╭─ Textauszug
Böhmen+Sachsen Mai 2008


Eine sehr gelungene "Plan B" Frühlings-Fahrradtour durch die Tschechei und Sachsen.

Camp am Lipno-Stausee
Camp am Lipno-Stausee


Samstag, 10. Mai:  

Wetter-Prognose für die geplante Dolomiten-Radtour ausgesprochen schlecht. Mittelmeer-Raum nicht besser. Dafür Richtung Nordosten exzellent. Ein  paar Landkarten einpacken, Fahrrad in den Zug nach Passau und losfahren. Start-Runde durch die schöne Passauer Altstadt bei grandiosem Wetter, klar, warm, wolkenlos. Durch grüne Laubwald-Hänge mit schönen Aussichten zum Hochufer. Quer durch das Vorwald des bayrischen Waldes Richtung Haidmühle. Ein Jäger verrät mir, wie ich durch sein Revier ohne Autos weiter komme. Obwohl ihn die Radfahrer eigentlich nerven ...

Vom Passauer Hochufer bis zur tschechischen Grenze liegt fast durchgängig ein ekelhafter Güllegestank in der Luft. Selbst im Wald. Nachtlager in einem schönen Stück Mischwald am Waldrand noch vor Haidmühle.
╰─
* **Aufgabenstellung**: Gib aus dem Reisebericht die Passage von „Wetter-Prognose für die“ bis „noch vor Haidmühle.“ wortgetreu wieder. Die Daten werden hier nicht benötigt.
╭─ Bereitgestellte Daten
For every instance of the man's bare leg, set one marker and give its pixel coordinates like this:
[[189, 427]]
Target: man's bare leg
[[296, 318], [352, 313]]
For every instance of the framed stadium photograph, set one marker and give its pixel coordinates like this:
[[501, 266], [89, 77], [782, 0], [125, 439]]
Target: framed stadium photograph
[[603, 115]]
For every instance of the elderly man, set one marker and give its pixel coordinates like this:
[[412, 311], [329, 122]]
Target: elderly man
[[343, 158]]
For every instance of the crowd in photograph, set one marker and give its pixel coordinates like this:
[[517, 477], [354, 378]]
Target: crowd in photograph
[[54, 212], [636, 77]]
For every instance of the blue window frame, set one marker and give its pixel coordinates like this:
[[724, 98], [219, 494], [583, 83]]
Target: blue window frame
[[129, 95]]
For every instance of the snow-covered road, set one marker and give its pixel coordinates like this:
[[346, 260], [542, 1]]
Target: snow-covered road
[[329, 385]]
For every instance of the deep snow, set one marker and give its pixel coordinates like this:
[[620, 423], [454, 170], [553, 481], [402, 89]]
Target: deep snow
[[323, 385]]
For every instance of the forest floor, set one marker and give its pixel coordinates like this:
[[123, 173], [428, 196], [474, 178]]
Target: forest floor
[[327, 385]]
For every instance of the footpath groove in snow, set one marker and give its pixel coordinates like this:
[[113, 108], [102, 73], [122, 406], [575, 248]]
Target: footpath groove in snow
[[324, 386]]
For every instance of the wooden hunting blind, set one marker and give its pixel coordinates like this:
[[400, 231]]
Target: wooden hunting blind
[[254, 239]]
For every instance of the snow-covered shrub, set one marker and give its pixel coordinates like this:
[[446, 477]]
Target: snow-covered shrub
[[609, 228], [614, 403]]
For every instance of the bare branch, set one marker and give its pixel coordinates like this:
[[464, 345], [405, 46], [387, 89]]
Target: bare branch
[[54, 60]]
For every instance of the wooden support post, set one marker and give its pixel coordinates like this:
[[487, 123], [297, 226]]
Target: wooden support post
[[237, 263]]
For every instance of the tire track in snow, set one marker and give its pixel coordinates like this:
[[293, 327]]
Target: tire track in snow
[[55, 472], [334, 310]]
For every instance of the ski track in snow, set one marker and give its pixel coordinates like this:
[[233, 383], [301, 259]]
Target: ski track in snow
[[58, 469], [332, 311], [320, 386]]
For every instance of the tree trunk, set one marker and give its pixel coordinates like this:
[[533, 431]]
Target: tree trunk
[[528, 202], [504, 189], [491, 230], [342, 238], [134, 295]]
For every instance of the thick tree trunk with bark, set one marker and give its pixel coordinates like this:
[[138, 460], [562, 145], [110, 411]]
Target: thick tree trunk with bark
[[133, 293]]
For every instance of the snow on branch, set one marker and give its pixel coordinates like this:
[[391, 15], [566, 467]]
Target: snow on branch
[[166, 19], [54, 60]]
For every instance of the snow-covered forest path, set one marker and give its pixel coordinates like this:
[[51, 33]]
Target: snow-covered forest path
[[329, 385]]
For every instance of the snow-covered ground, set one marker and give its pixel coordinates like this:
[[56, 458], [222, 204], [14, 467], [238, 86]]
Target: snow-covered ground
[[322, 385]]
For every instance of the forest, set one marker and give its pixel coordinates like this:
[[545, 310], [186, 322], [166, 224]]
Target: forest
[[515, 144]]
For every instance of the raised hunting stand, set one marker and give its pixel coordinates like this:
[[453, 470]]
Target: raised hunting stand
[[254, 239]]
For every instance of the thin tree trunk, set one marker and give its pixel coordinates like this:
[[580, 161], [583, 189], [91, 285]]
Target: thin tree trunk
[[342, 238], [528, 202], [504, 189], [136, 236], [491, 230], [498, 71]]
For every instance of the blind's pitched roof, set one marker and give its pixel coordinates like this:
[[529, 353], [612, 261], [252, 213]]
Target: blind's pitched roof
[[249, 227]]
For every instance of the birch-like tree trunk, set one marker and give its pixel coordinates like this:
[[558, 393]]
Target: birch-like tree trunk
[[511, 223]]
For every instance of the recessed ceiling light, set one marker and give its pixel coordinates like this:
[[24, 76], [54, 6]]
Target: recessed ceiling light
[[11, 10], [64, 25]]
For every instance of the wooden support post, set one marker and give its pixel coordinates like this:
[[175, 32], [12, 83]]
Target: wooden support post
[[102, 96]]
╰─
* **Lösung**:
Wetter-Prognose für die geplante Dolomiten-Radtour ausgesprochen schlecht. Mittelmeer-Raum nicht besser. Dafür Richtung Nordosten exzellent. Ein  paar Landkarten einpacken, Fahrrad in den Zug nach Passau und losfahren. Start-Runde durch die schöne Passauer Altstadt bei grandiosem Wetter, klar, warm, wolkenlos. Durch grüne Laubwald-Hänge mit schönen Aussichten zum Hochufer. Quer durch das Vorwald des bayrischen Waldes Richtung Haidmühle. Ein Jäger verrät mir, wie ich durch sein Revier ohne Autos weiter komme. Obwohl ihn die Radfahrer eigentlich nerven ...

Vom Passauer Hochufer bis zur tschechischen Grenze liegt fast durchgängig ein ekelhafter Güllegestank in der Luft. Selbst im Wald. Nachtlager in einem schönen Stück Mischwald am Waldrand noch vor Haidmühle.